Problem —
Copy every line of the records below verbatim, leaving each character and line break unchanged.

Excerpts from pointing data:

◇ ◇ ◇ ◇ ◇

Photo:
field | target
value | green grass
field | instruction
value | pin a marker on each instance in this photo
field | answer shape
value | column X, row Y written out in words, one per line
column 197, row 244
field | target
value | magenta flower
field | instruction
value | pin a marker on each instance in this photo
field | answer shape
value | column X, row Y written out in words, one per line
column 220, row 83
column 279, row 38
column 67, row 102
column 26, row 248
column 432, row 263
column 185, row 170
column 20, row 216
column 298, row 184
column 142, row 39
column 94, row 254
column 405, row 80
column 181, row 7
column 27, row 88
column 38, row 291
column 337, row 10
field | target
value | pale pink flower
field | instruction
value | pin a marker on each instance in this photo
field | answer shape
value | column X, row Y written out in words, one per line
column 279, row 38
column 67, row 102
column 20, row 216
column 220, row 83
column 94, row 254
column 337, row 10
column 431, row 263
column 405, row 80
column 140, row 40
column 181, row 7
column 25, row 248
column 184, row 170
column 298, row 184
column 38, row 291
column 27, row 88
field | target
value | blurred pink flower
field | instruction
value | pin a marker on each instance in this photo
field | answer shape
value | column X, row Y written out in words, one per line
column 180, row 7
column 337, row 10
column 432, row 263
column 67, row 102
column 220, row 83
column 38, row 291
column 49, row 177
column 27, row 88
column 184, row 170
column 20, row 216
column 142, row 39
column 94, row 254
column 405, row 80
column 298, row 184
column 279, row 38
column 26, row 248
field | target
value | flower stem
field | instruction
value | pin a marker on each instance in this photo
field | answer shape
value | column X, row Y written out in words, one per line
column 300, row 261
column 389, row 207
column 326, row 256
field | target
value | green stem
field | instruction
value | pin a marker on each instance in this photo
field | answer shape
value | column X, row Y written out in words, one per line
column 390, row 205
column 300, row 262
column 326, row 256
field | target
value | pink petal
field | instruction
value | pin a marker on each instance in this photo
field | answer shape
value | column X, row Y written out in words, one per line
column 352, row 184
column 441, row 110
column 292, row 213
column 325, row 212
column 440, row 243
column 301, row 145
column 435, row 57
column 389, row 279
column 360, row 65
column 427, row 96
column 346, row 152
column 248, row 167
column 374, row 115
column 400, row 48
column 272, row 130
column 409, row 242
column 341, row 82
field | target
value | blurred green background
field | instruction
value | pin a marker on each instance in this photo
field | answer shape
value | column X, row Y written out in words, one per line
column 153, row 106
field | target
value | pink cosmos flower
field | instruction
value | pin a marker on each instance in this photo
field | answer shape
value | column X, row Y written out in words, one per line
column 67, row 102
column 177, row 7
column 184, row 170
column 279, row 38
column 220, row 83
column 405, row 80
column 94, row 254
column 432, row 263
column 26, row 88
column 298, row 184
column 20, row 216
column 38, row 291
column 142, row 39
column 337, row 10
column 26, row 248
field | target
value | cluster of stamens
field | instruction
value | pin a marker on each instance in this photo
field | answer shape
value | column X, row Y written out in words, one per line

◇ ◇ ◇ ◇ ◇

Worked solution —
Photo:
field | target
value | green grass
field | instruction
value | pin a marker on each instance in this photo
field | answer shape
value | column X, row Y written out in words, one per line
column 197, row 244
field | target
value | magenta flower
field | instruction
value | pin a marker on each instance in this photo
field | answer shape
value | column X, row Y written out in words, one per line
column 220, row 83
column 279, row 38
column 67, row 102
column 26, row 248
column 432, row 263
column 185, row 170
column 20, row 216
column 298, row 184
column 142, row 39
column 94, row 254
column 405, row 80
column 181, row 7
column 27, row 88
column 38, row 291
column 337, row 10
field | target
value | pale pink flower
field | instruction
value | pin a marker on each instance in this photo
field | answer shape
value | column X, row Y written out in words, one per line
column 279, row 38
column 67, row 102
column 20, row 216
column 220, row 83
column 94, row 254
column 337, row 10
column 431, row 263
column 405, row 80
column 140, row 40
column 181, row 7
column 25, row 248
column 184, row 170
column 298, row 184
column 38, row 291
column 27, row 88
field | target
value | blurred pink flower
field | instruction
value | pin a marker on each instance in this photo
field | answer shape
value | column X, row Y written out in words, one per line
column 180, row 7
column 337, row 10
column 432, row 263
column 67, row 102
column 220, row 83
column 38, row 291
column 49, row 177
column 27, row 88
column 184, row 170
column 20, row 216
column 142, row 39
column 94, row 254
column 405, row 80
column 298, row 184
column 279, row 38
column 26, row 248
field | target
value | flower stem
field | instruction
value | pin a marker on each instance in this photo
field | answer shape
value | column X, row Y written out in words, one per line
column 300, row 261
column 389, row 207
column 326, row 256
field | target
value | green stem
field | instruction
value | pin a marker on each instance in this photo
field | answer shape
value | column X, row Y written out in words, one per line
column 390, row 205
column 300, row 262
column 326, row 256
field | target
value | pink petal
field | instruction
value | pin a marker on each instance in this photo
field | answer shape
value | column X, row Y written out in words, one per line
column 352, row 184
column 441, row 110
column 292, row 213
column 325, row 212
column 440, row 243
column 301, row 145
column 435, row 57
column 389, row 279
column 360, row 65
column 427, row 96
column 346, row 152
column 248, row 167
column 374, row 115
column 400, row 48
column 272, row 130
column 409, row 242
column 341, row 82
field | target
value | blurred green background
field | instruction
value | pin a marker on each instance in this photo
field | answer shape
value | column X, row Y written out in words, one per line
column 153, row 106
field | target
value | pink cosmos flower
field | instruction
value | pin a marker on each instance in this photo
field | answer shape
value | column X, row Y written out in words, one per line
column 67, row 102
column 177, row 7
column 184, row 170
column 279, row 38
column 220, row 83
column 405, row 80
column 94, row 254
column 432, row 263
column 26, row 88
column 298, row 184
column 20, row 216
column 38, row 291
column 142, row 39
column 337, row 10
column 26, row 248
field | target
value | cluster of stamens
field | instruction
value | pin a marker on each instance in this photo
field | answer shape
value | column X, row Y written out in words, one per line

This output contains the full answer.